*** Opening of Text segment ***
The problem with me is that I don't have the time or patience to delve into areas that divert me from the tasks I have chosen. When I wrote the post about discipliness, it is what I barely hinted. Time is nearly all-consuming to me.

Today I went down to a restaurant for a quick brunch. It was quick because when I finished the crispy bacon and moved my fork over the scrambled eggs, I pulled an idea out of the ether that stopped me in the act of chewing. In two minutes, I had paid for the food, donned my scarf and cap and zipped my jacket as I walked toward the frozen car.

I drove straight home and got on this computer and wrote it down.

It was a two-thousand word story about a salesman who uses a children's book to make a million-dollar sale at a hospital supplies expo.

Now where the hell did that idea spring from? What brought it out between the bacon and the eggs? Did I overhear something in the brunch line? Was it a combination of events along with the background chatter coming from the overhead television monitors, or what?

Give me a break! It is the curse, I tell you. My head is so full of the visuals that sometimes they run out of storage room and they leak while I'm eating my Sunday brunch! As for the time issue, if I had remained there eating, it may have gone away. I may have forgotten the whole scenario.

Now I have another short story. I'm still a little hungry, though.
*** Close of Text segment ***
[About this task]
List every article of clothing the narrator puts on or fastens while leaving the restaurant in the brunch story. The rows that follow were taken from a separate source unrelated to the brunch story.
*** Opening of Excerpted records ***
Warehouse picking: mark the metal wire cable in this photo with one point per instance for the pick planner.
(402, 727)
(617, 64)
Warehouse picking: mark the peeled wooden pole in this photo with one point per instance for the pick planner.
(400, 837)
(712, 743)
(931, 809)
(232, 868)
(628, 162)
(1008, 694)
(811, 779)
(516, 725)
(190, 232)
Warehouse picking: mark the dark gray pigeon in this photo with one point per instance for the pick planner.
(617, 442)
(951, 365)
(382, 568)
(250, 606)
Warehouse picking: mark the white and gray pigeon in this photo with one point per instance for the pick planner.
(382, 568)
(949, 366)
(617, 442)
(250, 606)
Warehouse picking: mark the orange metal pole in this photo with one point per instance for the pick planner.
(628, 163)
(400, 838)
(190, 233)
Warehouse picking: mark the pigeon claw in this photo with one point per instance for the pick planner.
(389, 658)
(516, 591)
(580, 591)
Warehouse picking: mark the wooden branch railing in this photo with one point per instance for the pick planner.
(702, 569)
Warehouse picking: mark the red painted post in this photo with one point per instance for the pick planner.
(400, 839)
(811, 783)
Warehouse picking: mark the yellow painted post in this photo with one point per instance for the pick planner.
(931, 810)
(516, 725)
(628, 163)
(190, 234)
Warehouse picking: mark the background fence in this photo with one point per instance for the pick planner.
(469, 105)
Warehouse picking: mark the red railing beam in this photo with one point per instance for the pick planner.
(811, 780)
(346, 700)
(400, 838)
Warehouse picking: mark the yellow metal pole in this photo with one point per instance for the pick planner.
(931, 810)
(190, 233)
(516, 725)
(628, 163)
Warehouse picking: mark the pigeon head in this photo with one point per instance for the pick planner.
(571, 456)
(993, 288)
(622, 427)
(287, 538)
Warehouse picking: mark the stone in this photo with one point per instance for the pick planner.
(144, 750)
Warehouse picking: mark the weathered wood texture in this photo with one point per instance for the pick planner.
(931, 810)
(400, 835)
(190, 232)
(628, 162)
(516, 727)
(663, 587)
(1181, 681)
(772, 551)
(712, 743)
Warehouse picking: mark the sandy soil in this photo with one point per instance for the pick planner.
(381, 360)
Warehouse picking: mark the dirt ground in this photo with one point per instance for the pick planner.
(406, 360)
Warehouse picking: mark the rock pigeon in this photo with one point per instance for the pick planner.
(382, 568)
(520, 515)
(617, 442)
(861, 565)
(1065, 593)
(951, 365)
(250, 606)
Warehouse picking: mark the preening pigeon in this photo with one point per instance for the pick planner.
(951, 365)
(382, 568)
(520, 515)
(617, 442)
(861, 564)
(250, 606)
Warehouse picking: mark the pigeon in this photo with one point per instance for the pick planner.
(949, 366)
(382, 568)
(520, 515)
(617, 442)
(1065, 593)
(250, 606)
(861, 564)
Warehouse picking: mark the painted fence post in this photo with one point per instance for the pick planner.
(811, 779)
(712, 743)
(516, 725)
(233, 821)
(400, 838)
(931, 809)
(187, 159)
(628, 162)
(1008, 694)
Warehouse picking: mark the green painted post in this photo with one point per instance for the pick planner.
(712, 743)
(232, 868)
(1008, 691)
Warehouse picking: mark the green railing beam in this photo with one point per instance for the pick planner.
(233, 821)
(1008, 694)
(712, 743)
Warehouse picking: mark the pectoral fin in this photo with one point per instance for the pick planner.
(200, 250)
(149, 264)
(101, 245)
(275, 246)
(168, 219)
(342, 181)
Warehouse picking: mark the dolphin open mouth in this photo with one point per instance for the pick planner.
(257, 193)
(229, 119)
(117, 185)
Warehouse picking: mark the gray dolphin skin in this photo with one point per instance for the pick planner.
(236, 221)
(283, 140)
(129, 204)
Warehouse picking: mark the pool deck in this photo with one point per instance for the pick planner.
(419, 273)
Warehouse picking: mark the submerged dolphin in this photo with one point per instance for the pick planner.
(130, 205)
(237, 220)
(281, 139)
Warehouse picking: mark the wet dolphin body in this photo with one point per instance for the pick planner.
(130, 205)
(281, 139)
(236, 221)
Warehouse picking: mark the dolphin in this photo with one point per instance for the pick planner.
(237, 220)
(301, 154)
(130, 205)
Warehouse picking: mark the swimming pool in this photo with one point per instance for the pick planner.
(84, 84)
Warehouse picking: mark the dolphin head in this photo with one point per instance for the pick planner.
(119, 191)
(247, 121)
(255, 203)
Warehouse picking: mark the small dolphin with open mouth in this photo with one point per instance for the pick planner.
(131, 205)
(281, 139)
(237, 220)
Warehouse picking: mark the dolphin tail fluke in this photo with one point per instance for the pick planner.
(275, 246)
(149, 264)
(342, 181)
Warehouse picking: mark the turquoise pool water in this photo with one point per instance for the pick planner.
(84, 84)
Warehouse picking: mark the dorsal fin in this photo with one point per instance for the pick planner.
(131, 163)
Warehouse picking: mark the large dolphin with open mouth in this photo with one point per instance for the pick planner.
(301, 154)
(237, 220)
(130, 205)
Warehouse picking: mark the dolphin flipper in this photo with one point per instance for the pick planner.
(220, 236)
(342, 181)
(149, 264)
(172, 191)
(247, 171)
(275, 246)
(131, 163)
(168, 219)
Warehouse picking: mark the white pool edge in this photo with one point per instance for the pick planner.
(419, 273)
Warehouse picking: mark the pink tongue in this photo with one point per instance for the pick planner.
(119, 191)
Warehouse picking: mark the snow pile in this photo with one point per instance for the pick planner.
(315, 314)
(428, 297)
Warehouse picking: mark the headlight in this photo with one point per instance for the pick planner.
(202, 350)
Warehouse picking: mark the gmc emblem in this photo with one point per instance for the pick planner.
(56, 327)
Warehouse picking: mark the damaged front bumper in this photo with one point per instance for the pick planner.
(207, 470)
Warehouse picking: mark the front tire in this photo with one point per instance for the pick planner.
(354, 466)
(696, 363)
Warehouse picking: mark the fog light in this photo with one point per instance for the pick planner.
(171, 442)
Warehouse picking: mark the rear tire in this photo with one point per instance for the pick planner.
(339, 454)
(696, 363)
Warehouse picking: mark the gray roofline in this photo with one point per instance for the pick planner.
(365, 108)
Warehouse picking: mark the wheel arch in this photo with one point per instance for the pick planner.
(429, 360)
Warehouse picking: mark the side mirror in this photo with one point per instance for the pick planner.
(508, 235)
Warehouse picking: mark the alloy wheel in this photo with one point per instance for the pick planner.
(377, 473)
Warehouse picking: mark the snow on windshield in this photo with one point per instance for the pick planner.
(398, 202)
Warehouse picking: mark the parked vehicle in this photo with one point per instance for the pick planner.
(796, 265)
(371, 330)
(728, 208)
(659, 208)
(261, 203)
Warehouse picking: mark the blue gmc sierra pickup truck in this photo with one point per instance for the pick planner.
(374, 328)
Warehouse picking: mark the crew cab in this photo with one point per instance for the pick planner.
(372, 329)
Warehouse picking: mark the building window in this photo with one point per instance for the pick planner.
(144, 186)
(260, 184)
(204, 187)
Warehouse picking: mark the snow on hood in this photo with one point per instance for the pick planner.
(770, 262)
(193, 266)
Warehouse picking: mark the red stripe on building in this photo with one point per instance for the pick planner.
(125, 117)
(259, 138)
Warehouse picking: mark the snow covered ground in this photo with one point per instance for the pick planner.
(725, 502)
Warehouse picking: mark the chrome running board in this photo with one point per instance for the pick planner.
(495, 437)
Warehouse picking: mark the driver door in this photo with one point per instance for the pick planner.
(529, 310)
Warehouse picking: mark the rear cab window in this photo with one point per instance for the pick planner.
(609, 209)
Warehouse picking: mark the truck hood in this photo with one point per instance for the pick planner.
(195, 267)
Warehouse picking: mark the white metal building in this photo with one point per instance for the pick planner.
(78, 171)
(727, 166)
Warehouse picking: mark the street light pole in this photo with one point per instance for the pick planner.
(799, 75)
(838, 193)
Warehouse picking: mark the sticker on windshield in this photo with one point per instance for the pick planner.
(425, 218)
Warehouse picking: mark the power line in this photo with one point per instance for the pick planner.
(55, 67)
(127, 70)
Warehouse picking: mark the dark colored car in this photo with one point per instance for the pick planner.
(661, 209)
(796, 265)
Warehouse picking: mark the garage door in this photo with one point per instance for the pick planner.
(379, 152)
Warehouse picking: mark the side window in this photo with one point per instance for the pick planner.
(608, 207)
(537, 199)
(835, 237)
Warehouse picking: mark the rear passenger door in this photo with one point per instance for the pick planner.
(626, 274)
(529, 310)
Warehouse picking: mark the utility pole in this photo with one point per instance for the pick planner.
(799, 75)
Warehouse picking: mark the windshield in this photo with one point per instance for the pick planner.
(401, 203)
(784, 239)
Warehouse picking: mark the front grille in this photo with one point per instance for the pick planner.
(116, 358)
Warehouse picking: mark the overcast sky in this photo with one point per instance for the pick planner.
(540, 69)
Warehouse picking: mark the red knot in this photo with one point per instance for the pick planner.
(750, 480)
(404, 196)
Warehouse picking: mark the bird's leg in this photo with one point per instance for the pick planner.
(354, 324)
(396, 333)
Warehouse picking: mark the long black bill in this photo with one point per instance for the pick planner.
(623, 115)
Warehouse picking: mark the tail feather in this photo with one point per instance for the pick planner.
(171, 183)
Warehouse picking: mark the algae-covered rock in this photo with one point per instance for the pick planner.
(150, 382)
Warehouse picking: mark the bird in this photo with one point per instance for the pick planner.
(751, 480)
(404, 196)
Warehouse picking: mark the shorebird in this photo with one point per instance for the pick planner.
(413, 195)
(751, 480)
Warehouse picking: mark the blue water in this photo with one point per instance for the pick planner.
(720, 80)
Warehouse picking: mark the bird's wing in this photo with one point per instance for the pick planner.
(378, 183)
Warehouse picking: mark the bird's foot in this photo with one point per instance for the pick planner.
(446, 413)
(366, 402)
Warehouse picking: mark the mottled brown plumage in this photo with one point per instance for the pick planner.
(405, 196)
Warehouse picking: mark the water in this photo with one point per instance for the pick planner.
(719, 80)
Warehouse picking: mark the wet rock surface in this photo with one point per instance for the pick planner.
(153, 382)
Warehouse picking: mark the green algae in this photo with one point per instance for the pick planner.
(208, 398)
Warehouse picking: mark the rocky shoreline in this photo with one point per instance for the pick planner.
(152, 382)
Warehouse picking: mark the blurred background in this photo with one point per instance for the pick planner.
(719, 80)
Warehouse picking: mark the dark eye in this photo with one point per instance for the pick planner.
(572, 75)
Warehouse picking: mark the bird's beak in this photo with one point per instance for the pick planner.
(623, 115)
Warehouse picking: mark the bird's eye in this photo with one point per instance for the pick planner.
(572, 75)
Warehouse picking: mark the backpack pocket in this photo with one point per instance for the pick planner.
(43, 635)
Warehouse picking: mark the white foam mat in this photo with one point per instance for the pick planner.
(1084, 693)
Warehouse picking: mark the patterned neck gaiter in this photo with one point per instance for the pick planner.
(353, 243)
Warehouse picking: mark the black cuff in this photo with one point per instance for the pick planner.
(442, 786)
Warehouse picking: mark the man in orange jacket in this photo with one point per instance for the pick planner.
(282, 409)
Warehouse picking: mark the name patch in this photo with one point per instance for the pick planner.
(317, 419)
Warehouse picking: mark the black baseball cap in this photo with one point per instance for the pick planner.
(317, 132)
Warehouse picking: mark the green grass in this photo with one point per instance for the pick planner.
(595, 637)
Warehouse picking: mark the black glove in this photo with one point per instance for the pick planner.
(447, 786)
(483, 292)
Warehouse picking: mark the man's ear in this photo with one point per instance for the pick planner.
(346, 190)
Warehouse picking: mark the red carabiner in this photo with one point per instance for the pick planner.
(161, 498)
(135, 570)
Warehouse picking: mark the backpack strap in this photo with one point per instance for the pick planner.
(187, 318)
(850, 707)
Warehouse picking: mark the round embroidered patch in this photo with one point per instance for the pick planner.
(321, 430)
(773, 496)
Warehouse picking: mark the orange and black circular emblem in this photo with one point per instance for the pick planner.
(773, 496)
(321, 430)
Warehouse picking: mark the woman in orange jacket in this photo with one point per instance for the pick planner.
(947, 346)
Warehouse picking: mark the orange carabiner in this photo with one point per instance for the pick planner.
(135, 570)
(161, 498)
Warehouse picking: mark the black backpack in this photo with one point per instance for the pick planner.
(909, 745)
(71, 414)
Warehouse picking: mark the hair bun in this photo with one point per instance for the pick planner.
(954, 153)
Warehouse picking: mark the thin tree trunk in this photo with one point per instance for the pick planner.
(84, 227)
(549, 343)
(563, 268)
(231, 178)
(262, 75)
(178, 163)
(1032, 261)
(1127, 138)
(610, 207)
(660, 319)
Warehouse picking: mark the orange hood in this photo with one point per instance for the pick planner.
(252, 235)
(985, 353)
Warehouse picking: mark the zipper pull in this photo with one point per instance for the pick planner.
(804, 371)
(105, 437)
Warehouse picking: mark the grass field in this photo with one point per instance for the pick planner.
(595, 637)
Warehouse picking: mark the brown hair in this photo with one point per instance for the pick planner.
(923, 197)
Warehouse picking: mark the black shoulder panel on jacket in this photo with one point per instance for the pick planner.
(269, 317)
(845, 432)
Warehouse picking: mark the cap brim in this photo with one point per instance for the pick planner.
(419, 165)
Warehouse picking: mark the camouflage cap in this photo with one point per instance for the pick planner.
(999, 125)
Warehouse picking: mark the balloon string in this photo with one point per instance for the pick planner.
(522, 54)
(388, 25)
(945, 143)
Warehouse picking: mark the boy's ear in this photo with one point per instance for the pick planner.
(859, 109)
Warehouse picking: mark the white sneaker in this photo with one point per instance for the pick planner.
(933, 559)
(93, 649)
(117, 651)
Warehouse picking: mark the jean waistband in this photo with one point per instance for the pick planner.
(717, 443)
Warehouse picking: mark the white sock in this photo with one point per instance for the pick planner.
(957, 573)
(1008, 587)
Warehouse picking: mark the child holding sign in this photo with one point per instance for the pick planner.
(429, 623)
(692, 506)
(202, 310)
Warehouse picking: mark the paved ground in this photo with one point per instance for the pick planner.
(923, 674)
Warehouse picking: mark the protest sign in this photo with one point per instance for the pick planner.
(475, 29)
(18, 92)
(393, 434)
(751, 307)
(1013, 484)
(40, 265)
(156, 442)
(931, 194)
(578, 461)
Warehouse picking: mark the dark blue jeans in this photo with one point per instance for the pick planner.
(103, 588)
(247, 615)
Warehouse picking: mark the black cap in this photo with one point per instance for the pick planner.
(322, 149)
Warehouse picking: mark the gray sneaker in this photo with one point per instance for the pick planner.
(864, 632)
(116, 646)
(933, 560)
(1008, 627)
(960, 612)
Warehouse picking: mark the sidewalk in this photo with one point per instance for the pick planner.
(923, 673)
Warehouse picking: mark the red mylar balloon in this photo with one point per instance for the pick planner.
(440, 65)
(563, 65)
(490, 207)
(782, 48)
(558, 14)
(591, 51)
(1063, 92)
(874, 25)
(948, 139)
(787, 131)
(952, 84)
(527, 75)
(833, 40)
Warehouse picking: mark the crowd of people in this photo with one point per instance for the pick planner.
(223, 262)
*** Close of Excerpted records ***
[Task answer]
Scarf, cap, jacket